Problem requirements
Reproduce the listing below verbatim.

Exercise material
start
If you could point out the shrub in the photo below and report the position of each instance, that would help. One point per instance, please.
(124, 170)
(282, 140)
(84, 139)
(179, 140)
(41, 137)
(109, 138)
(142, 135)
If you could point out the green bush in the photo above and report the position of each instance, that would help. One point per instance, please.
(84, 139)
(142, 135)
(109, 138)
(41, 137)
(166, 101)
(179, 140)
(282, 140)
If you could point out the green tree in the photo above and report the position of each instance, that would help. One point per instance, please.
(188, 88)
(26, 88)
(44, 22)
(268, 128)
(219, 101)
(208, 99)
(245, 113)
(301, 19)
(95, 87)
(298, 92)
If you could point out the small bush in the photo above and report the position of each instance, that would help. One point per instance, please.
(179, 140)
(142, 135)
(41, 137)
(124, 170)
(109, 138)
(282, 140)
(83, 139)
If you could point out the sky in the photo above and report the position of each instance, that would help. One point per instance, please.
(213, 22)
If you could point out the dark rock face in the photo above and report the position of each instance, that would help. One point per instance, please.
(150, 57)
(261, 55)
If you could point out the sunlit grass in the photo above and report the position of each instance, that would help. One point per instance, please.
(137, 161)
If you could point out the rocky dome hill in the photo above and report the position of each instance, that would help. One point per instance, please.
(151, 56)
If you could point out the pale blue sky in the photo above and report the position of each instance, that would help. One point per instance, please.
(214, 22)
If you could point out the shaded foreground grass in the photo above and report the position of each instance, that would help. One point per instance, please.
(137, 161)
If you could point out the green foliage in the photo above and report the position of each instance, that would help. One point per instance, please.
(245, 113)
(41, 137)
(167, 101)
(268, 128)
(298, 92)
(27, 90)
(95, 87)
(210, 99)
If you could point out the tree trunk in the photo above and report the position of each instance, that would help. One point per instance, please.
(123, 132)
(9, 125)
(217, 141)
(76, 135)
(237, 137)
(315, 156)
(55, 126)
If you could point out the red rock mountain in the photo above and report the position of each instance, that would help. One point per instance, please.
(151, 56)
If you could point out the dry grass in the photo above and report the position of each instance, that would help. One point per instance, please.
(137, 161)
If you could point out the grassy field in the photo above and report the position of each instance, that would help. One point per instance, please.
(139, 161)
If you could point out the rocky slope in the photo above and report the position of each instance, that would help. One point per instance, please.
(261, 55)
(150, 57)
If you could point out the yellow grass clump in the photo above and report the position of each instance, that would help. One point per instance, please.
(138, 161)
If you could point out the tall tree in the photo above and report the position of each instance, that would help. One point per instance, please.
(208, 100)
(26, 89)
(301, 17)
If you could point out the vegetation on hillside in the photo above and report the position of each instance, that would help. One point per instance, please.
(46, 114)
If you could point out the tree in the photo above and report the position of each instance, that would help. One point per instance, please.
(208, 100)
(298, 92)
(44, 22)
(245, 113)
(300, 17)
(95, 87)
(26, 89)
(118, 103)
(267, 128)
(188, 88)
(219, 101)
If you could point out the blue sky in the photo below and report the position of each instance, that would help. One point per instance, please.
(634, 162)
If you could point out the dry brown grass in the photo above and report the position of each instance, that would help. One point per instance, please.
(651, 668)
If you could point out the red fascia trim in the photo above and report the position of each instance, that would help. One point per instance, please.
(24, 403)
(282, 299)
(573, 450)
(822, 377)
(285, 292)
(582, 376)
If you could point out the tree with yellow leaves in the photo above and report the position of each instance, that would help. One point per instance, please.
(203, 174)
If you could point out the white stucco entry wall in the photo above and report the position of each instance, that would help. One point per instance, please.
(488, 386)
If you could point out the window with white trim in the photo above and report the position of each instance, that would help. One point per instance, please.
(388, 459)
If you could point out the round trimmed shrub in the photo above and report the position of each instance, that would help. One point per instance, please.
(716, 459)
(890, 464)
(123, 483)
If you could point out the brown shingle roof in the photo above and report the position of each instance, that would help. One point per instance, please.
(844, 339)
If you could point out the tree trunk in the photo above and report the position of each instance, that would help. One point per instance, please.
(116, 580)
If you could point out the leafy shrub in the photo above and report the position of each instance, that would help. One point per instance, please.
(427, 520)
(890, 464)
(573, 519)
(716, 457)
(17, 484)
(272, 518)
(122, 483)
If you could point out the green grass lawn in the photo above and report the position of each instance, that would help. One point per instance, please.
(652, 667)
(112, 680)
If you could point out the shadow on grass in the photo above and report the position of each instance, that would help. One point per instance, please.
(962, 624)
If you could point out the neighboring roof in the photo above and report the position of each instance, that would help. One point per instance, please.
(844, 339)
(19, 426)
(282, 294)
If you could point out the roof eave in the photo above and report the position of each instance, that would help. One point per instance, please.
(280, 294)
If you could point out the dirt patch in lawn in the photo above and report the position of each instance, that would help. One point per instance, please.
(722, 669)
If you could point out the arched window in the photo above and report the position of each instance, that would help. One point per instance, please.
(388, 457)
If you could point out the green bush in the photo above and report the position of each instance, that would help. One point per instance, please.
end
Result of this task
If you could point out the shrub in the photo below and report the position of each instance, that would help. One point per instance, please.
(124, 170)
(282, 140)
(84, 139)
(179, 140)
(41, 137)
(109, 138)
(142, 135)
If you could point out the green bush in the photo above and report the position of each instance, that would help. One point per instance, please.
(84, 139)
(142, 135)
(109, 138)
(41, 137)
(166, 101)
(179, 140)
(282, 140)
If you could point out the green tree in the photo above and report the position of each instance, that would help. One point per instance, please.
(188, 88)
(26, 88)
(44, 22)
(268, 128)
(219, 101)
(208, 99)
(245, 113)
(301, 19)
(95, 87)
(298, 92)
If you could point out the small bush in the photo above and report the position of each instance, that would help. One point per instance, please.
(179, 140)
(142, 135)
(41, 137)
(124, 170)
(109, 138)
(282, 140)
(83, 139)
If you could point out the sky in the photo above and report the position of each instance, that would help. One point per instance, please.
(213, 22)
If you could point out the dark rock face in the photo above and report the position of each instance, that would help. One point per instance, please.
(150, 57)
(261, 55)
If you could point out the sunlit grass in the photo above and report the position of each instance, that would help. One point per instance, please.
(137, 161)
If you could point out the rocky dome hill in the photo above and report the position of each instance, that would help. One point per instance, please.
(151, 56)
If you could point out the pale blue sky in the photo above and report the position of each instance, that would help. One point per instance, please.
(214, 22)
If you could point out the shaded foreground grass in the photo above and report the position of each instance, that would help. One point per instance, please.
(137, 161)
If you could point out the green foliage in the photo above and report the position of each instance, that would help. One point per instance, please.
(245, 113)
(41, 137)
(167, 101)
(268, 128)
(298, 92)
(27, 90)
(95, 87)
(210, 99)
If you could point out the tree trunk in the photo above and report the position of each instance, that would help. One point per instance, please.
(123, 132)
(9, 125)
(217, 141)
(76, 135)
(237, 137)
(315, 156)
(55, 126)
If you could point out the red rock mountain in the photo above and report the position of each instance, that would help. One point per instance, please.
(151, 56)
If you could point out the dry grass in the photo above and report the position of each instance, that would help. One point per instance, please.
(137, 161)
If you could point out the grassy field in the photo above and report the position of each instance, that would help. One point per instance, please.
(139, 161)
If you could point out the rocky slope in the photo above and report the position of each instance, that would help. One point per instance, please.
(261, 55)
(150, 57)
If you could point out the yellow grass clump in the photo above and report the position of each instance, that would help. One point per instance, please.
(138, 161)
If you could point out the tall tree in the photo above and report the position of each instance, that would help. One point per instance, please.
(208, 100)
(26, 89)
(301, 17)
If you could point out the vegetation on hillside in the photo above and report the position of each instance, that would help. One point per instance, please.
(46, 114)
If you could point out the tree in the photo above and report the position of each instance, that would help. One point per instance, please.
(208, 100)
(298, 92)
(44, 22)
(245, 113)
(300, 17)
(95, 87)
(26, 89)
(118, 103)
(267, 128)
(188, 88)
(219, 101)
If you could point out the blue sky in the photo below and report the position of each instance, that would help. One point per instance, please.
(634, 162)
If you could point out the dry brown grass in the photo above and report the position of each instance, that would help. One point per instance, please.
(651, 668)
If you could point out the red fascia trim in the photo above and report the position of each instance, that would help. One point per instance, please.
(24, 403)
(282, 299)
(573, 450)
(822, 377)
(285, 292)
(582, 376)
If you could point out the tree with yellow leaves in the photo above and report the position of each instance, that would help. One point per instance, please.
(203, 174)
If you could point out the white stucco entry wall in the photo above and report the position of each instance, that would help. One point per instance, please.
(488, 386)
If you could point out the window with white trim in the photo above and report the position of each instance, that would help. One point per instance, please.
(388, 459)
If you could point out the round trimmed shrub in the photo above and report the position of each instance, that would help. One point per instance, please.
(716, 459)
(890, 464)
(123, 483)
If you could point out the brown shingle roof in the photo above and report the position of each instance, that would help. One point per instance, please.
(844, 339)
If you could point out the tree trunk in the photo above and report the position of each instance, that would help. One point per instance, please.
(116, 580)
If you could point out the leafy shrub in the photo above and report the position of each instance, that would help. One point per instance, please.
(427, 520)
(890, 464)
(573, 519)
(716, 457)
(17, 484)
(272, 518)
(122, 483)
If you could point out the green grass lawn in the photo above and report the position of each instance, that would help. One point per instance, please.
(652, 667)
(112, 680)
If you could point out the shadow on grass in the photo above and report the position of each instance, that would help. One point per instance, please.
(962, 624)
If you could point out the neighboring roof in the photo above and report the position of each instance, that would help. One point per instance, please.
(844, 339)
(19, 426)
(282, 294)
If you could point out the roof eave in the photo above and report the position of each instance, that would help. One point per instance, please.
(280, 294)
If you could point out the dirt patch in lawn in the photo above and report the position of each instance, that would help. One point per instance, please.
(722, 669)
If you could point out the arched window in the photo above and report the position of each instance, that would help. One point per instance, please.
(388, 457)
If you could point out the green bush in the photo above and report the position of each instance, that would help. One point per instance, please.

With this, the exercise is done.